- PROBLEM DETAILS
Reproduce the following text on Beatrice and Benedick in "Much Ado About Nothing" in full, word for word and line for line.

[[ TEXT SECTION open ]]

Friday, September 29, 2017

Catching the Benedick



            Beatrice and Benedick; their very names tell us that they are surely meant to be together.  And of course, so it goes, for “Much Ado About Nothing” is, as the title implies, a comedy—even if the last word implies, by way of an Elizabethan pun, a slightly bawdier comedy than we are given.  Indeed, the closest we come to that type of comedy is in Signior Benedick’s very first words in the play:
                        [Don] Pedro:…I think this is your daughter.
Leonato: Her mother hath many times told me so.
Benedick: Were you in doubt, sir, that you asked her?
Leonato: Signior Benedick, no; for then were you a child. (I.i.92-96)
            From there on, the comedy is pretty much all chastity and virtue (okay, maybe not all); and yet, having gotten that bawdy bit out of the way, we are still left with these two: Benedick, that blessed man, and Beatrice, the one who blesses him (for thus do the names signify).  That blessing will come in the form of marriage, and in this play, marriage is seen as so clearly a blessing, that when, at the last, Don Pedro refers to “Benedick, the married man” (V.iv.98), the phrase is practically a tautology, on the order of “unmarried bachelors” (which class, despite his promise made in the first scene, no longer includes Benedick; cf. I.i.219).  So much goes on in that first scene, so many themes established to be played out, or played upon, later in the play.  One which may go unnoted (in this play that is all about noting, as the title says) is Beatrice’s characterization of her enemy in her “merry war” (I.i.54) as a disease called “the Benedict.”  This is a bit of wit that will catch up with her, when she herself catches the Benedick as a woman catches a cold.

[[ TEXT SECTION closed ]]
[[ INFORMATION PROVIDED open ]]

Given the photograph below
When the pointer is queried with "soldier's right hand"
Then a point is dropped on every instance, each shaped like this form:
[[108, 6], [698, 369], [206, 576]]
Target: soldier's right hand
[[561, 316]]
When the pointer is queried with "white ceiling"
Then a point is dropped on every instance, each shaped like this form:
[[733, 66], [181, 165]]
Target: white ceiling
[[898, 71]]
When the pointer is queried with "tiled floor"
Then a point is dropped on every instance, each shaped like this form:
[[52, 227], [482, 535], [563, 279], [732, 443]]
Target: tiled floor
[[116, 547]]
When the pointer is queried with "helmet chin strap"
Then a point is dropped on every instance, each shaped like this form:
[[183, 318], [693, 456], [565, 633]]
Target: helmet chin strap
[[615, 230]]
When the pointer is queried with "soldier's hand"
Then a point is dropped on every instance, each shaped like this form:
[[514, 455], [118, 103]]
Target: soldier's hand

[[ INFORMATION PROVIDED closed ]]
[[ INFORMATION PROVIDED open ]]

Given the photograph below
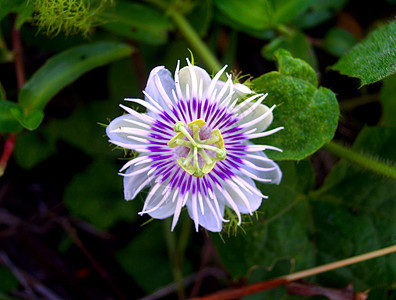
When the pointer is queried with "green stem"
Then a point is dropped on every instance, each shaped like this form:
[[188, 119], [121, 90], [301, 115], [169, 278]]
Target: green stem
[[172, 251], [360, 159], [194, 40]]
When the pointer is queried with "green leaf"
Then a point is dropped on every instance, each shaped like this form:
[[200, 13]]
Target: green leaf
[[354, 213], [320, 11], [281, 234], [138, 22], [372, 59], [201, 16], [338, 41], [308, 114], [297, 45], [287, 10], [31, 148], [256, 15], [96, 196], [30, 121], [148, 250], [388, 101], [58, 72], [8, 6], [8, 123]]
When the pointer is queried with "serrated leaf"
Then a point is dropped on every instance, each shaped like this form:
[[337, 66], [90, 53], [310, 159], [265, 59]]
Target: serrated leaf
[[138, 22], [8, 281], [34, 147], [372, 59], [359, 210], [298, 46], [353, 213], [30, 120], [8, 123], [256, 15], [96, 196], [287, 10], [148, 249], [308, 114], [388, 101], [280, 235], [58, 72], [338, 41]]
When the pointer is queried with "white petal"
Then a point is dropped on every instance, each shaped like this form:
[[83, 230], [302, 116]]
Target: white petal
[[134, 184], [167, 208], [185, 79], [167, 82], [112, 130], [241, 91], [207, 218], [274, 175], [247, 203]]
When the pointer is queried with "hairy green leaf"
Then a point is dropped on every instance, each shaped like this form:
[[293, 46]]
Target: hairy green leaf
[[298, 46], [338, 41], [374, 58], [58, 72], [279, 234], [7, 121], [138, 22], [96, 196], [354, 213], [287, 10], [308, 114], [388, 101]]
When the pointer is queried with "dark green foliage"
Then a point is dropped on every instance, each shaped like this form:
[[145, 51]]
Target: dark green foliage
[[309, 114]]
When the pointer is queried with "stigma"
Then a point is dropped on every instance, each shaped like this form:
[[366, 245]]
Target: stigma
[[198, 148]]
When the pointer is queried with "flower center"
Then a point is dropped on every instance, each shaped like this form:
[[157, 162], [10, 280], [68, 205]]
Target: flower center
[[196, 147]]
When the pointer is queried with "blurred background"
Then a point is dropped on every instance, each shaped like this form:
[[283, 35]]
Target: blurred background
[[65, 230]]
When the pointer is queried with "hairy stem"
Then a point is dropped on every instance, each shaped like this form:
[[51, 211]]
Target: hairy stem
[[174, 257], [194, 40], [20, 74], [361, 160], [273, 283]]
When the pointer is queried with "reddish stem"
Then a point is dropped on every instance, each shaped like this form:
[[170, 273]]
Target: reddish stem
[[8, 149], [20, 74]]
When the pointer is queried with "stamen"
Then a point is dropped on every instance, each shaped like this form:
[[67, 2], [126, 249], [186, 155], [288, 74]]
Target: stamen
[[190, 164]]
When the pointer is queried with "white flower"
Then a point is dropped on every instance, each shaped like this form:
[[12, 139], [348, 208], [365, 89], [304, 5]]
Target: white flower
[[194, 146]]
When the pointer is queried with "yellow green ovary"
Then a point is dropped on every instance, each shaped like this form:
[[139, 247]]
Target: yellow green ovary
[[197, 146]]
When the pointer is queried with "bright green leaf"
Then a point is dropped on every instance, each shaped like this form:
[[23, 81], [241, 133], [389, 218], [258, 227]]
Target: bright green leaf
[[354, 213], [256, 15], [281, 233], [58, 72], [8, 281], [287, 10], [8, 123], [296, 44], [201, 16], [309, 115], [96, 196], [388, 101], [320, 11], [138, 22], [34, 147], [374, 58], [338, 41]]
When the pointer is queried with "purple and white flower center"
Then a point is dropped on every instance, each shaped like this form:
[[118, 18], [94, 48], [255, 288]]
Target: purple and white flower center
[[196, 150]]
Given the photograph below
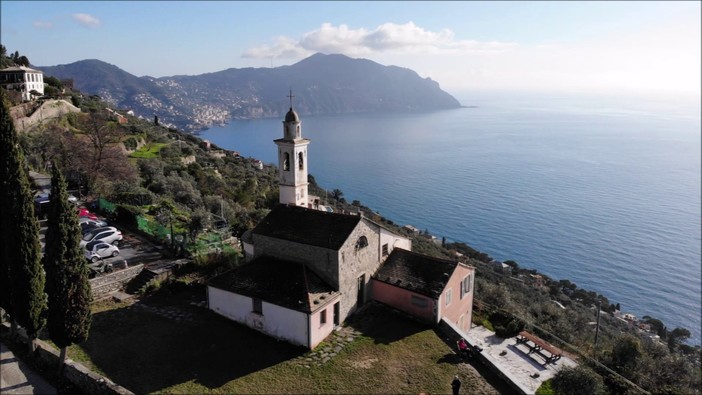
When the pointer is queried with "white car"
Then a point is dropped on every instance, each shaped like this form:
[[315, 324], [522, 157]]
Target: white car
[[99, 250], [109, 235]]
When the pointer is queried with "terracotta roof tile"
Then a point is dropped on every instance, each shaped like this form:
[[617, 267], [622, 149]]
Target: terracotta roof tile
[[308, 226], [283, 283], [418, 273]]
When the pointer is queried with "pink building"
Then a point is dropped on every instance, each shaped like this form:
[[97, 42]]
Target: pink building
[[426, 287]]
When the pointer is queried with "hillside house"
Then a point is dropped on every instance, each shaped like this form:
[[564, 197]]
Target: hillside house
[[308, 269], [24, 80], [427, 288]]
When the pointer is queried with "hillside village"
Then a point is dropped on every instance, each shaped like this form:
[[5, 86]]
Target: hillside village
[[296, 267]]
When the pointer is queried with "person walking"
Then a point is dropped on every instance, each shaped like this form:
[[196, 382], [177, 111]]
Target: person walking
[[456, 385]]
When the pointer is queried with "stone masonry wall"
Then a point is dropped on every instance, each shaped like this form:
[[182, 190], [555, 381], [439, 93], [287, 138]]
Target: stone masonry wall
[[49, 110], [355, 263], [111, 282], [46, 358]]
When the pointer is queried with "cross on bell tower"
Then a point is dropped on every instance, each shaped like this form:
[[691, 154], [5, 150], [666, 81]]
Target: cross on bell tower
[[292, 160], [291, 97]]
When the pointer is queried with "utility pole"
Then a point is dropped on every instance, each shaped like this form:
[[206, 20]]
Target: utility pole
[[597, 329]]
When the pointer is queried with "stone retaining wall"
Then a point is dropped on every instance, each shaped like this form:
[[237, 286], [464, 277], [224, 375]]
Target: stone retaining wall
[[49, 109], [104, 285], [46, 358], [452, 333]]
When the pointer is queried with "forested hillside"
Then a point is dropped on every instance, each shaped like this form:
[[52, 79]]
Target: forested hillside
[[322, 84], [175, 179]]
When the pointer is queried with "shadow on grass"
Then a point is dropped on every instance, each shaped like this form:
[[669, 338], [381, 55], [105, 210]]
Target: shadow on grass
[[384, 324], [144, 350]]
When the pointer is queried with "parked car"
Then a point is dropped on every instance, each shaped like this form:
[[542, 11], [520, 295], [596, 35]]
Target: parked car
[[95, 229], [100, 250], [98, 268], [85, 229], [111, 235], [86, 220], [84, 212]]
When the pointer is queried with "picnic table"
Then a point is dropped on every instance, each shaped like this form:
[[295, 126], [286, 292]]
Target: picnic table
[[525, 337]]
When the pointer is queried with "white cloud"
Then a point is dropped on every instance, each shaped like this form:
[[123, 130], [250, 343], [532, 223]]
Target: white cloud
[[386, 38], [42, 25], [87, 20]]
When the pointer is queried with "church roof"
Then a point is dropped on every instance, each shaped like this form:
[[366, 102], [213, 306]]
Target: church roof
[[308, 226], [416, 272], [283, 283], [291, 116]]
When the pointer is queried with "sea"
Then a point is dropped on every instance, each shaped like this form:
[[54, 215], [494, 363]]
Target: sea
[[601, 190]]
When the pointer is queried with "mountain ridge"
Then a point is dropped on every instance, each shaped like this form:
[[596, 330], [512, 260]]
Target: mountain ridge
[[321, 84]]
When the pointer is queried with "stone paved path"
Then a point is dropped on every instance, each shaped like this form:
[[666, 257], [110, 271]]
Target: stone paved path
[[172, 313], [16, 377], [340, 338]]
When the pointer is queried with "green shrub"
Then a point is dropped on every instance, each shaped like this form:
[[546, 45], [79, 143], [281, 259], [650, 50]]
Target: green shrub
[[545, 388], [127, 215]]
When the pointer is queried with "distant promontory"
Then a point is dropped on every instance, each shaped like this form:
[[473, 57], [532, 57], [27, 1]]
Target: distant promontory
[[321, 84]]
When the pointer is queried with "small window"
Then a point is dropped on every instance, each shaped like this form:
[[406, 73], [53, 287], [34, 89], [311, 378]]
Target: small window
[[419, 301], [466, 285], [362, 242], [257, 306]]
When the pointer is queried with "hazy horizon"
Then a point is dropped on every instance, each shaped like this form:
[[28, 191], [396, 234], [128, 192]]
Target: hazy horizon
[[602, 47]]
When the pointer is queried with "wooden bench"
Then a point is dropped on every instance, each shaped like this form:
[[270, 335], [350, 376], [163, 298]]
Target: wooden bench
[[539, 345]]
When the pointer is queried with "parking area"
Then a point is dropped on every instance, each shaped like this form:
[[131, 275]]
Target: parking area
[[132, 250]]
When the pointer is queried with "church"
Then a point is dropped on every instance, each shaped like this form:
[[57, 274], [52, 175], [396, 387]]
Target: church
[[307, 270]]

[[ INFORMATION PROVIDED closed ]]

- TASK RESULT
Friday, September 29, 2017

Catching the Benedick



            Beatrice and Benedick; their very names tell us that they are surely meant to be together.  And of course, so it goes, for “Much Ado About Nothing” is, as the title implies, a comedy—even if the last word implies, by way of an Elizabethan pun, a slightly bawdier comedy than we are given.  Indeed, the closest we come to that type of comedy is in Signior Benedick’s very first words in the play:
                        [Don] Pedro:…I think this is your daughter.
Leonato: Her mother hath many times told me so.
Benedick: Were you in doubt, sir, that you asked her?
Leonato: Signior Benedick, no; for then were you a child. (I.i.92-96)
            From there on, the comedy is pretty much all chastity and virtue (okay, maybe not all); and yet, having gotten that bawdy bit out of the way, we are still left with these two: Benedick, that blessed man, and Beatrice, the one who blesses him (for thus do the names signify).  That blessing will come in the form of marriage, and in this play, marriage is seen as so clearly a blessing, that when, at the last, Don Pedro refers to “Benedick, the married man” (V.iv.98), the phrase is practically a tautology, on the order of “unmarried bachelors” (which class, despite his promise made in the first scene, no longer includes Benedick; cf. I.i.219).  So much goes on in that first scene, so many themes established to be played out, or played upon, later in the play.  One which may go unnoted (in this play that is all about noting, as the title says) is Beatrice’s characterization of her enemy in her “merry war” (I.i.54) as a disease called “the Benedict.”  This is a bit of wit that will catch up with her, when she herself catches the Benedick as a woman catches a cold.